◆ **Input**
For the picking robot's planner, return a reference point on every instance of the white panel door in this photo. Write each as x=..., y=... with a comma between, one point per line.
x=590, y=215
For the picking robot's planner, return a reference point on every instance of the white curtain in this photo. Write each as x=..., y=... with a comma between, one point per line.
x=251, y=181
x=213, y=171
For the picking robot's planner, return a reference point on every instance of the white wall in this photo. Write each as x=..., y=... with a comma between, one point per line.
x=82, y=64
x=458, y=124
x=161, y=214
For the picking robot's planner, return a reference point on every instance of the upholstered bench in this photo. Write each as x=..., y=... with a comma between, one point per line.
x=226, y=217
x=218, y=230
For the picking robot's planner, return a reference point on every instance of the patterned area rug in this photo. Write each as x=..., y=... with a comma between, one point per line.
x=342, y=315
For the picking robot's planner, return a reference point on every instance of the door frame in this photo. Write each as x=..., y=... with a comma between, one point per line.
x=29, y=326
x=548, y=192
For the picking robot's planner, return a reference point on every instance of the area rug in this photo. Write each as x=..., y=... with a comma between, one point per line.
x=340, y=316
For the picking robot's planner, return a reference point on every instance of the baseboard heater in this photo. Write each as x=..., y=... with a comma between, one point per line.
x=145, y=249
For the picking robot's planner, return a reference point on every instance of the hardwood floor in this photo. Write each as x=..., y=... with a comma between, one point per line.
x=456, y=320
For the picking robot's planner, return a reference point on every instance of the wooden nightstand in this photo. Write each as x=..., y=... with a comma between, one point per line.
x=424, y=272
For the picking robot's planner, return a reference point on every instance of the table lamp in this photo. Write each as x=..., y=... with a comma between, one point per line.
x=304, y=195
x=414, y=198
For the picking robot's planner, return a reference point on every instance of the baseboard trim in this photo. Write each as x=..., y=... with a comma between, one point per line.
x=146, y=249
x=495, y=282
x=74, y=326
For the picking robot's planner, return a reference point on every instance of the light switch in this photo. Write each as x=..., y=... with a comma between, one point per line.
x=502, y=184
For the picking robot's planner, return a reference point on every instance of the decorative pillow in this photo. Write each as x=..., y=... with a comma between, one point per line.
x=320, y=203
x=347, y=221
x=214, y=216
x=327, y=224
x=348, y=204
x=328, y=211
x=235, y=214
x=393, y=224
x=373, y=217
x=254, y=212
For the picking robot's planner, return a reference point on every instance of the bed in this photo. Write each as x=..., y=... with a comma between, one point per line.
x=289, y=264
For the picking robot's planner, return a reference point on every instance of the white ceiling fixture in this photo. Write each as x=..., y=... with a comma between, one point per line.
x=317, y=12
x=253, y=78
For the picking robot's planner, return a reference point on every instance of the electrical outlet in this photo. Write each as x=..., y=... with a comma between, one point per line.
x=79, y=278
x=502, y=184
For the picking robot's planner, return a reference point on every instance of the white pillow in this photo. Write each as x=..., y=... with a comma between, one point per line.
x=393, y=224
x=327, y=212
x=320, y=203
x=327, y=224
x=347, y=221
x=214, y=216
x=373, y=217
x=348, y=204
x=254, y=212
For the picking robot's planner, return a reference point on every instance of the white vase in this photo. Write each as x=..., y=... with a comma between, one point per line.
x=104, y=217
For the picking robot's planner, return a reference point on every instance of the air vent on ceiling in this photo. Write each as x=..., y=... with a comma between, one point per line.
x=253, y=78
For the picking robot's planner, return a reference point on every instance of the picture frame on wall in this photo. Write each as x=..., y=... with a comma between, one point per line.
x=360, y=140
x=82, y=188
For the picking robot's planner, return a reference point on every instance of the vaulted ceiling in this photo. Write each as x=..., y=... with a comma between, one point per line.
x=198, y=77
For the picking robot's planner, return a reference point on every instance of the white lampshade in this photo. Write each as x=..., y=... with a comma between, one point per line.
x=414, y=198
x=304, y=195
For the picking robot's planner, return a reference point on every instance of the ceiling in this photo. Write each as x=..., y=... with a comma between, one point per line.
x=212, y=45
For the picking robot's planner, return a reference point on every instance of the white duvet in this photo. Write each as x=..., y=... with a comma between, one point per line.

◆ **Stated exercise**
Put the records into a numbered list, starting at the line with "the white lampshade" and running through the last line, with both included and any blank lines omitted.

◆ **Solution**
1. For the picking robot's planner, return a reference point on every instance of the white lampshade in this photo. Write each as x=..., y=... with a comma between, one point per line.
2. x=414, y=198
3. x=304, y=195
4. For the picking robot's planner, return a reference point on every instance of the ceiling in this photo. Write each as x=..., y=... with a comma between, one point per line.
5. x=212, y=45
6. For the picking robot's planner, return a reference point on every instance of the white duvet in this photo. Write each as x=..., y=... with a comma between, one point per line.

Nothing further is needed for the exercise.